REQUIRED TASK ::
Rewrite the lines below with "instance" replaced by "occurrence" wherever it occurs, and leave everything else unchanged.

┌────────

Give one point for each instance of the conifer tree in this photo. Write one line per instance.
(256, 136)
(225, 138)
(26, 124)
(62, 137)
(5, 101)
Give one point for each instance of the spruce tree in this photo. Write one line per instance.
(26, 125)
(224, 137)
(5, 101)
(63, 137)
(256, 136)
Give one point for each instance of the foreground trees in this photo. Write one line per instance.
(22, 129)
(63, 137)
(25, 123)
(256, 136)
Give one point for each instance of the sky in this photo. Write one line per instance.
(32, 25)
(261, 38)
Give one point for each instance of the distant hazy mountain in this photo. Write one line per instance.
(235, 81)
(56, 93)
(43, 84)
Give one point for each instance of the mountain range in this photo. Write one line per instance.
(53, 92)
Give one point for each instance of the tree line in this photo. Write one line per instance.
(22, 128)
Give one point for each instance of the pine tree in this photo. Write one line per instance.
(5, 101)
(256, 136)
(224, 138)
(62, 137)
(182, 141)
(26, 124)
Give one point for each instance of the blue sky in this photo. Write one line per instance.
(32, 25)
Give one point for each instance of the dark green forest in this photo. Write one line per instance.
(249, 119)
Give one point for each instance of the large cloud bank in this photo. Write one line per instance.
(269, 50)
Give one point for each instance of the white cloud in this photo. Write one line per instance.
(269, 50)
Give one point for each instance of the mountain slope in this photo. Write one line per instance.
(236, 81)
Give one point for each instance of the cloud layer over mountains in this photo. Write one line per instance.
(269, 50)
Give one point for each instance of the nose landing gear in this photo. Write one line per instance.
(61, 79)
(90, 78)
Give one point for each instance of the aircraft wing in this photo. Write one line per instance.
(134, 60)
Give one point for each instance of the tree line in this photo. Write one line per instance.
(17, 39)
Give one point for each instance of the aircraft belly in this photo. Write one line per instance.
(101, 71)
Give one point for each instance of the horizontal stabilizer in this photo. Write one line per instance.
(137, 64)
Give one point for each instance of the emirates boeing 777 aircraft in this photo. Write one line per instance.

└────────

COMPLETED EXERCISE ::
Give one point for each occurrence of the conifer tree in this photo. Write one line per occurrence.
(256, 136)
(225, 138)
(26, 124)
(62, 137)
(5, 101)
Give one point for each occurrence of the spruce tree in this photo. Write one line per occurrence.
(26, 125)
(224, 137)
(5, 101)
(63, 137)
(256, 136)
Give one point for each occurrence of the foreground trees in this photo. Write one line per occurrence.
(22, 129)
(63, 137)
(25, 123)
(256, 136)
Give one point for each occurrence of the sky in this photo. Write one line per occurrence.
(32, 25)
(261, 38)
Give one point for each occurrence of the distant hazy mountain in this photo. Write one line per occurrence.
(235, 81)
(56, 93)
(43, 84)
Give one point for each occurrence of the mountain range in this photo. Write one line per occurrence.
(53, 92)
Give one point for each occurrence of the tree line in this photo. Write one line per occurrence.
(22, 128)
Give one point for each occurrence of the pine tree in this photo. Write one line per occurrence.
(5, 101)
(256, 136)
(224, 138)
(62, 137)
(182, 141)
(26, 124)
Give one point for each occurrence of the blue sky in this photo. Write one line per occurrence.
(32, 25)
Give one point for each occurrence of the dark green forest in this photo. Write one line per occurrence.
(249, 119)
Give one point for each occurrence of the large cloud bank in this photo. Write one line per occurrence.
(269, 50)
Give one point for each occurrence of the white cloud in this photo. Write one line per occurrence.
(269, 50)
Give one point for each occurrence of the mountain slope in this photo. Write one line per occurrence.
(236, 81)
Give one point for each occurrence of the cloud layer over mountains in this photo. Write one line per occurrence.
(269, 50)
Give one point for each occurrence of the nose landing gear in this photo. Write one line per occurrence.
(61, 79)
(90, 78)
Give one point for each occurrence of the aircraft wing in this photo. Write one line per occurrence.
(134, 60)
Give one point for each occurrence of the tree line in this photo. Write one line per occurrence.
(17, 39)
Give one point for each occurrence of the aircraft belly in this photo. Write one line per occurrence.
(101, 71)
Give one point for each occurrence of the horizontal stabilizer in this photo. Write one line per occurrence.
(137, 64)
Give one point for each occurrence of the emirates boeing 777 aircraft in this photo. Write one line per occurrence.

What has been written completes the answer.